◆ CYTOWANY FRAGMENT
>>>>>
Pełny tekst orzeczenia

Sygnatura akt XIII Gz 476/14

UZASADNIENIE

Postanowieniem z dnia 28 maja 2014 roku Sąd Rejonowy dla Łodzi –
- Śródmieścia w Łodzi oddalił wniosek wierzyciela Skarbu Państwa reprezentowanego Naczelnika Drugiego Urzędu Skarbowego Ł. w Ł. o ogłoszenie upadłości przedsiębiorcy C. N. prowadzącego działalność gospodarczą pod nazwą (...).

Sąd I instancji ustalił, że C. N. w dniu 7 października 2004 roku rozpoczął wykonywanie działalności gospodarczej, której przedmiotem było kupno
i sprzedaż nieruchomości na własny rachunek. W dniu 19 listopada 2013 roku zawiesił on wykonywanie tej działalności gospodarczej. Skarb Państwa reprezentowany przez Naczelnika Drugiego Urzędu Skarbowego Ł. wystawił decyzję wobec uczestnika z tytułu powstałych zaległości w płaceniu podatku od towarów i usług oraz wszczął postępowanie egzekucyjne, które zostało następnie zawieszone.

C. N. kwestionuje posiadanie zobowiązań wobec Skarbu Państwa,
a spór dotyczący wymiaru podatku toczy się obecnie przed Wojewódzki Sądem Administracyjnym w Łodzi.

C. N. nie posiada majątku, wpisany został do Rejestru Dłużników Niewypłacalnych.

Sąd meriti wskazał, że zgodnie z art. 10 ustawy z dnia 28 lutego 2003 roku prawo upadłościowe i naprawcze przesłanką ogłoszenia upadłości jest stan niewypłacalności dłużnika, zdefiniowany w art. 11 tejże ustawy jako niewykonywanie przez dłużnika swoich wymagalnych zobowiązań pieniężnych.

Zdaniem Sądu Rejonowego, dla określenia stanu niewypłacalności bez znaczenia pozostaje kwestia przyczyn zaprzestania płacenia wymagalnych zobowiązań
(zawiniona czy też nie przez dłużnika), a także ich rozmiar. Nawet zatem niewykonywanie zobowiązań o niewielkiej wartości, aczkolwiek wymagalnych, oznaczać może niewypłacalność dłużnika.

Do uznania natomiast sądu pozostawiono możliwość nie ogłoszenia upadłości dłużnika, pomimo stanu jego niewypłacalności, wówczas gdy kumulatywnie spełnione zostają dwie przesłanki a mianowicie: opóźnienie w wykonaniu takich zobowiązań nie przekracza trzech miesięcy, a suma niewykonanych zobowiązań nie przekracza
10 % wartości bilansowej przedsiębiorstwa dłużnika (art. 12 ust. 1).
<<<<<
◆ PRZEKAZANE DANE
>>>>>
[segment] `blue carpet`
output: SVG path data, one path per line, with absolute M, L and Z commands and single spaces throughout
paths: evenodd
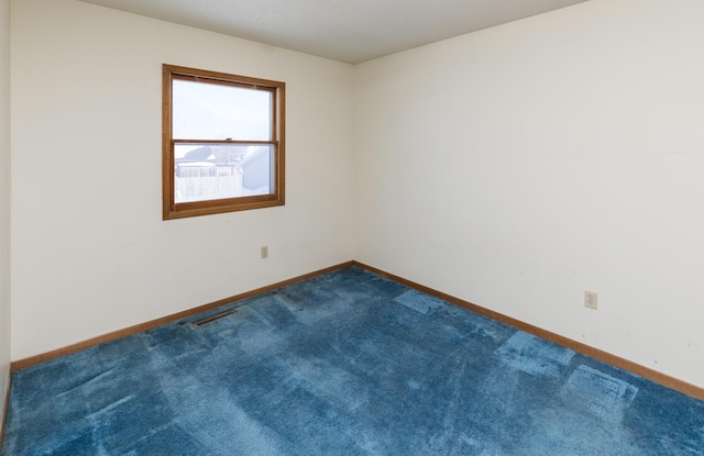
M 352 267 L 15 372 L 2 451 L 692 456 L 704 402 Z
<<<<<
◆ ZADANIA
A. Zwróć z uzasadnienia dosłownie cały tekst od „C. N. kwestionuje” aż po „Administracyjnym w Łodzi.”.
B. Kiedy według uzasadnienia C. N. zawiesił wykonywanie działalności gospodarczej?

◆ ODPOWIEDZI
A.
C. N. kwestionuje posiadanie zobowiązań wobec Skarbu Państwa,
a spór dotyczący wymiaru podatku toczy się obecnie przed Wojewódzki Sądem Administracyjnym w Łodzi.

B. W dniu 19 listopada 2013 roku.